Extracted material »
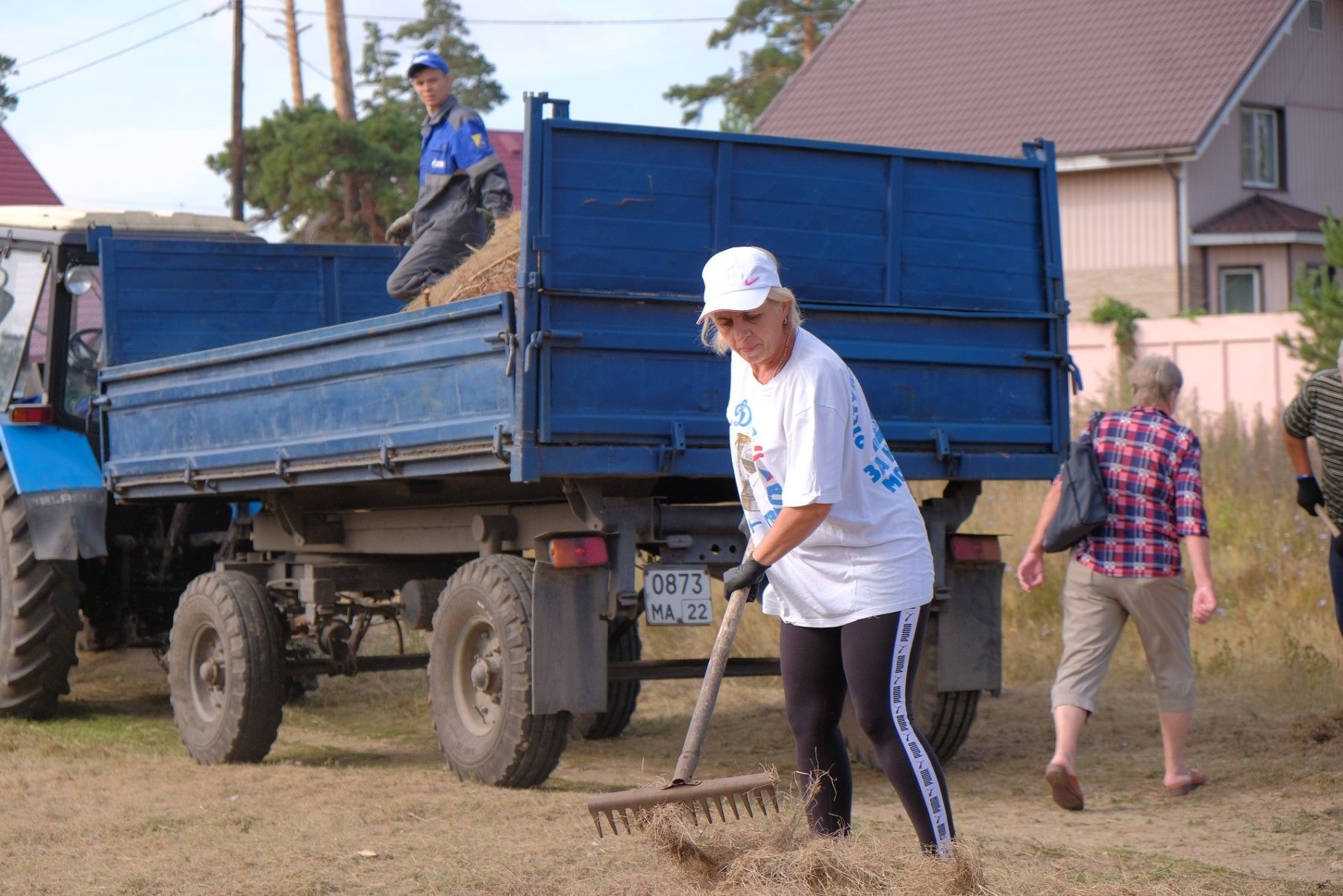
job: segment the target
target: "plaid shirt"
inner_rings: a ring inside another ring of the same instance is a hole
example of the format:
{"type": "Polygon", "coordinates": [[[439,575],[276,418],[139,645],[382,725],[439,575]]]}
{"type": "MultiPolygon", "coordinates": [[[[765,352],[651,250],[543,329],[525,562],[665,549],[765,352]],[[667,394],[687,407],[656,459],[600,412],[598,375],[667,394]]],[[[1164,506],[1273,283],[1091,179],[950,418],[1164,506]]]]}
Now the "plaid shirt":
{"type": "Polygon", "coordinates": [[[1077,561],[1103,575],[1179,575],[1179,538],[1207,535],[1198,436],[1139,405],[1104,414],[1093,441],[1109,516],[1081,542],[1077,561]]]}

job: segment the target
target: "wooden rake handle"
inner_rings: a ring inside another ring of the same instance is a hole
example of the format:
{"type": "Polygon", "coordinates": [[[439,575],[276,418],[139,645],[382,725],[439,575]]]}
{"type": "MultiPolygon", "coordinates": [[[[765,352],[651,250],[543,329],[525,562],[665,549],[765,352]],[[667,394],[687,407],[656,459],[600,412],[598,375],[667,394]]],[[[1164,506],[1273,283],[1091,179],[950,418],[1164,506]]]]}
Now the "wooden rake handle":
{"type": "Polygon", "coordinates": [[[1324,504],[1315,506],[1315,515],[1320,518],[1322,523],[1324,523],[1324,528],[1328,530],[1330,535],[1332,535],[1334,538],[1339,537],[1339,527],[1334,523],[1332,519],[1330,519],[1330,511],[1324,510],[1324,504]]]}
{"type": "MultiPolygon", "coordinates": [[[[747,551],[743,562],[751,558],[747,551]]],[[[694,767],[700,765],[700,750],[704,747],[704,736],[709,732],[709,718],[713,716],[713,704],[719,702],[719,685],[723,684],[723,672],[728,667],[728,653],[732,651],[732,640],[737,636],[737,626],[741,624],[741,610],[747,605],[747,590],[740,587],[732,593],[728,609],[723,612],[723,622],[719,625],[719,637],[713,641],[713,652],[709,655],[709,667],[704,672],[704,681],[700,684],[700,696],[694,702],[694,712],[690,715],[690,727],[685,732],[685,746],[681,747],[681,757],[676,762],[676,771],[672,773],[673,785],[690,783],[694,767]]]]}

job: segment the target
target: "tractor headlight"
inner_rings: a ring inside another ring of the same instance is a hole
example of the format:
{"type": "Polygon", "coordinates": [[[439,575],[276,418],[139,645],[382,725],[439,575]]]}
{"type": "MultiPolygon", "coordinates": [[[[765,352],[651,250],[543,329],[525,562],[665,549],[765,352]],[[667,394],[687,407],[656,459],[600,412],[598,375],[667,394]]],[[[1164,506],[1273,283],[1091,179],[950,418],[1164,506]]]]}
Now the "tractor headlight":
{"type": "Polygon", "coordinates": [[[70,295],[83,295],[93,288],[95,279],[91,267],[74,264],[66,270],[66,292],[70,295]]]}

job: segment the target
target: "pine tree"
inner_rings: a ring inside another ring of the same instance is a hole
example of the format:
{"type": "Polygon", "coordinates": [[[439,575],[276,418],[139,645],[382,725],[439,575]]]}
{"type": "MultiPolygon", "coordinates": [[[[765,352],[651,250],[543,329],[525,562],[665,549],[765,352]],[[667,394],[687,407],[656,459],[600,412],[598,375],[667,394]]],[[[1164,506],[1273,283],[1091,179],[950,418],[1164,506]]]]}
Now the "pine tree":
{"type": "Polygon", "coordinates": [[[1324,264],[1309,272],[1303,268],[1292,283],[1293,307],[1301,315],[1305,333],[1279,337],[1288,353],[1312,372],[1339,366],[1343,343],[1343,221],[1334,217],[1332,209],[1320,223],[1320,232],[1324,233],[1324,264]]]}
{"type": "Polygon", "coordinates": [[[747,34],[764,34],[764,46],[740,55],[740,71],[729,68],[702,85],[674,85],[662,98],[681,103],[682,125],[700,121],[705,107],[721,99],[724,115],[719,127],[748,130],[788,78],[811,59],[853,1],[737,0],[727,23],[709,35],[709,47],[727,47],[747,34]]]}
{"type": "MultiPolygon", "coordinates": [[[[485,111],[508,99],[490,76],[494,66],[466,40],[467,34],[453,0],[424,0],[424,17],[402,25],[391,38],[368,23],[357,68],[364,87],[357,121],[342,121],[314,97],[297,109],[281,103],[257,127],[248,127],[243,172],[247,205],[255,209],[257,220],[274,221],[302,241],[380,240],[383,228],[415,204],[419,190],[424,106],[406,78],[408,52],[398,44],[442,55],[453,70],[453,94],[467,106],[485,111]],[[353,219],[345,213],[345,176],[360,185],[363,213],[353,219]]],[[[205,164],[227,173],[231,161],[226,146],[205,164]]]]}
{"type": "Polygon", "coordinates": [[[19,74],[15,64],[17,64],[17,60],[12,56],[0,54],[0,121],[4,121],[4,117],[13,111],[15,106],[19,105],[19,98],[9,93],[9,89],[4,85],[5,78],[19,74]]]}

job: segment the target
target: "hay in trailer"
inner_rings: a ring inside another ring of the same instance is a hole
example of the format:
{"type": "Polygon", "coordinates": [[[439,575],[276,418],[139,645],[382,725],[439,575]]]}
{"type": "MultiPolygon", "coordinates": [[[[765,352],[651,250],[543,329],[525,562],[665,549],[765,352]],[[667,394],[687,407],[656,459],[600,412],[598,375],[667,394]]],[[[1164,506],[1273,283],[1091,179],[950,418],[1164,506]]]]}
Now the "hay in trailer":
{"type": "Polygon", "coordinates": [[[517,284],[521,224],[522,216],[517,213],[496,219],[494,235],[485,245],[471,249],[447,276],[407,302],[403,310],[430,309],[492,292],[512,292],[517,284]]]}
{"type": "MultiPolygon", "coordinates": [[[[815,785],[813,785],[815,786],[815,785]]],[[[913,830],[901,842],[822,837],[807,825],[799,793],[780,794],[780,813],[733,824],[696,825],[682,806],[655,807],[637,832],[713,892],[788,895],[990,893],[979,852],[958,841],[950,858],[919,852],[913,830]]]]}

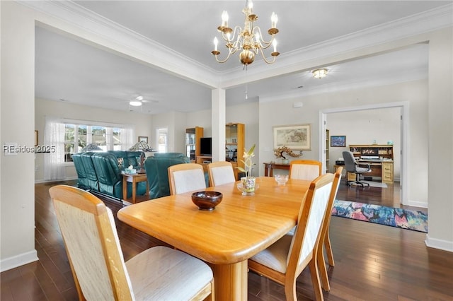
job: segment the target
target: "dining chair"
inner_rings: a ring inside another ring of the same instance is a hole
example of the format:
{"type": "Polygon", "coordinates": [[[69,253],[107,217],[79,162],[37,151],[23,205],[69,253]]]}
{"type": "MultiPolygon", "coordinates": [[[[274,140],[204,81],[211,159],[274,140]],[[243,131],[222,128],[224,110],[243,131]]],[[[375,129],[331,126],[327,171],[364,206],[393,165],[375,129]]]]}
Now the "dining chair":
{"type": "Polygon", "coordinates": [[[170,194],[206,189],[205,172],[201,164],[182,163],[168,167],[170,194]]]}
{"type": "Polygon", "coordinates": [[[311,182],[302,198],[294,235],[286,234],[248,260],[250,270],[285,285],[287,300],[297,299],[296,281],[307,266],[316,299],[323,300],[317,256],[333,177],[327,173],[311,182]]]}
{"type": "Polygon", "coordinates": [[[212,187],[236,182],[233,165],[230,162],[212,162],[207,165],[207,173],[212,187]]]}
{"type": "Polygon", "coordinates": [[[289,179],[313,181],[322,173],[322,163],[314,160],[294,160],[289,163],[289,179]]]}
{"type": "Polygon", "coordinates": [[[333,183],[332,184],[332,189],[329,195],[328,203],[327,203],[327,209],[326,210],[326,216],[324,216],[324,220],[323,222],[323,227],[321,232],[321,237],[319,241],[320,244],[323,245],[318,248],[318,268],[319,268],[319,275],[321,277],[321,284],[324,290],[331,290],[331,285],[328,282],[328,276],[327,275],[327,267],[326,266],[325,258],[324,258],[324,249],[326,250],[326,254],[327,255],[327,260],[328,265],[331,266],[335,266],[335,261],[333,261],[333,253],[332,252],[332,246],[331,244],[331,237],[329,235],[329,227],[331,225],[331,218],[332,217],[332,208],[333,208],[333,203],[335,199],[337,196],[337,192],[338,191],[338,187],[340,187],[340,180],[341,179],[341,172],[343,172],[343,167],[339,167],[335,172],[333,177],[333,183]]]}
{"type": "Polygon", "coordinates": [[[180,251],[158,246],[124,261],[112,211],[93,194],[49,189],[79,300],[214,299],[212,271],[180,251]]]}

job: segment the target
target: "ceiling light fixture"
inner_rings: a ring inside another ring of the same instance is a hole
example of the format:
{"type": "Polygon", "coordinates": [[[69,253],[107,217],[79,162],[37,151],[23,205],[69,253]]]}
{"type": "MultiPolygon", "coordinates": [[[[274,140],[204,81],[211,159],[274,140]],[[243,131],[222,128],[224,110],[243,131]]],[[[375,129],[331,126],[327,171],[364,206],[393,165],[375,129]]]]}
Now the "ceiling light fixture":
{"type": "Polygon", "coordinates": [[[313,76],[314,76],[315,78],[322,78],[327,76],[327,69],[324,68],[321,69],[316,69],[312,71],[311,73],[313,73],[313,76]]]}
{"type": "Polygon", "coordinates": [[[143,96],[137,96],[132,100],[130,101],[129,105],[132,107],[139,107],[143,104],[142,100],[143,100],[143,96]]]}
{"type": "Polygon", "coordinates": [[[243,64],[244,69],[247,69],[249,65],[255,60],[255,55],[259,52],[263,56],[263,59],[268,64],[273,64],[275,61],[277,56],[280,52],[277,52],[277,40],[275,36],[278,33],[278,29],[276,28],[277,17],[275,13],[272,13],[270,17],[271,26],[268,30],[268,33],[270,35],[270,40],[265,41],[263,39],[261,30],[259,27],[253,27],[253,22],[258,20],[258,16],[253,13],[253,4],[251,0],[246,1],[246,7],[242,12],[246,16],[246,20],[243,29],[236,25],[234,29],[231,29],[228,26],[228,13],[224,11],[222,13],[222,25],[217,28],[217,30],[222,33],[222,39],[226,42],[225,46],[228,48],[228,55],[224,60],[219,60],[217,57],[220,54],[220,52],[217,49],[219,40],[217,37],[214,38],[214,50],[211,52],[215,57],[216,61],[219,63],[224,63],[229,59],[229,57],[236,52],[239,49],[242,49],[239,54],[239,59],[241,63],[243,64]],[[273,57],[273,59],[267,60],[263,49],[268,49],[270,45],[273,45],[273,52],[270,55],[273,57]]]}

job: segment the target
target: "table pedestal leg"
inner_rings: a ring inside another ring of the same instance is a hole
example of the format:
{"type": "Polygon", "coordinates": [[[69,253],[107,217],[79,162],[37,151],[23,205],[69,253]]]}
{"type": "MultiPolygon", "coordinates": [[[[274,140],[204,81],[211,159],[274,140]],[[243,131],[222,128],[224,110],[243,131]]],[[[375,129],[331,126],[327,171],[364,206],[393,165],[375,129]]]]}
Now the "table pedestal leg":
{"type": "Polygon", "coordinates": [[[216,300],[246,300],[247,261],[232,264],[208,264],[214,272],[216,300]]]}

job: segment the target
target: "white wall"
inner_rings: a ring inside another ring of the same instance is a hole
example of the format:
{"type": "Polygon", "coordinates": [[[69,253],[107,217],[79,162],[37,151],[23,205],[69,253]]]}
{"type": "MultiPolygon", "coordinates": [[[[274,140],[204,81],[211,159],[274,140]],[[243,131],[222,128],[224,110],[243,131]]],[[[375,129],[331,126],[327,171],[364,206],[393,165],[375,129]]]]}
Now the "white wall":
{"type": "MultiPolygon", "coordinates": [[[[1,145],[35,145],[35,20],[13,1],[1,6],[1,145]]],[[[35,250],[34,154],[1,155],[1,271],[38,260],[35,250]]]]}
{"type": "MultiPolygon", "coordinates": [[[[114,110],[100,109],[93,107],[71,104],[62,101],[51,101],[36,99],[35,102],[35,129],[38,131],[38,143],[44,141],[44,127],[46,117],[55,117],[71,119],[86,120],[105,123],[132,124],[135,129],[134,143],[138,141],[139,136],[150,137],[152,134],[151,115],[134,112],[117,111],[114,110]]],[[[156,147],[155,144],[151,143],[156,147]]],[[[35,182],[40,182],[44,179],[44,156],[45,153],[38,153],[35,159],[35,182]]],[[[76,170],[72,163],[66,167],[67,179],[77,177],[76,170]]]]}
{"type": "MultiPolygon", "coordinates": [[[[317,95],[311,95],[301,98],[297,100],[287,100],[278,102],[264,102],[260,105],[260,143],[261,149],[268,147],[270,150],[263,150],[260,153],[262,162],[275,160],[272,153],[272,126],[283,124],[311,124],[311,150],[304,151],[303,158],[320,160],[318,158],[318,112],[326,109],[336,109],[345,107],[356,107],[372,104],[391,103],[407,101],[409,103],[409,141],[412,146],[408,150],[408,181],[409,195],[411,202],[428,203],[428,81],[417,81],[412,82],[400,83],[390,85],[357,89],[344,92],[324,93],[317,95]],[[294,101],[302,102],[304,106],[302,108],[292,108],[294,101]],[[276,111],[285,108],[287,112],[286,118],[282,118],[280,114],[276,114],[276,111]],[[277,117],[277,118],[275,118],[277,117]],[[273,117],[274,119],[273,120],[273,117]],[[275,120],[277,119],[277,120],[275,120]],[[270,122],[269,121],[271,120],[270,122]],[[412,172],[416,170],[417,172],[412,172]]],[[[375,111],[375,113],[379,111],[375,111]]],[[[350,113],[352,114],[352,113],[350,113]]],[[[360,114],[360,113],[355,113],[360,114]]],[[[374,113],[373,113],[374,114],[374,113]]],[[[330,114],[329,114],[330,115],[330,114]]],[[[377,125],[382,124],[379,119],[386,118],[384,115],[376,115],[377,125]]],[[[331,135],[335,134],[334,127],[330,126],[331,117],[328,117],[328,128],[331,130],[331,135]]],[[[369,118],[365,120],[368,122],[369,118]]],[[[348,123],[350,133],[356,129],[357,122],[351,119],[348,123]]],[[[344,131],[346,131],[348,125],[345,125],[344,131]]],[[[378,136],[377,130],[369,135],[367,131],[360,131],[357,129],[353,136],[350,136],[354,141],[348,139],[349,134],[338,133],[339,135],[346,135],[348,144],[357,143],[360,141],[370,143],[376,138],[378,142],[386,143],[388,140],[398,141],[394,135],[399,135],[399,126],[385,129],[385,134],[378,136]],[[391,135],[391,136],[390,136],[391,135]]],[[[343,131],[343,130],[342,130],[343,131]]],[[[337,155],[338,156],[338,155],[337,155]]],[[[331,155],[331,160],[336,159],[335,153],[331,155]]],[[[334,162],[334,161],[333,161],[334,162]]],[[[261,172],[263,174],[263,172],[261,172]]]]}

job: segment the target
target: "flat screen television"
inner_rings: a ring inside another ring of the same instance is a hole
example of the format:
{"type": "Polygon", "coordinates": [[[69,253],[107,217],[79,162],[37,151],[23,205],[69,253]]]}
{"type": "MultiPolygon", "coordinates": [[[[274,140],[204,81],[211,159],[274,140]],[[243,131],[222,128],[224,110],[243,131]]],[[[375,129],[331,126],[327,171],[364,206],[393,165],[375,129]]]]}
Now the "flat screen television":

Requirement »
Locate every line in the rows above that contains the string "pedestal", and reproduce each of those lines in full.

The completed task »
target: "table pedestal leg"
Now the "table pedestal leg":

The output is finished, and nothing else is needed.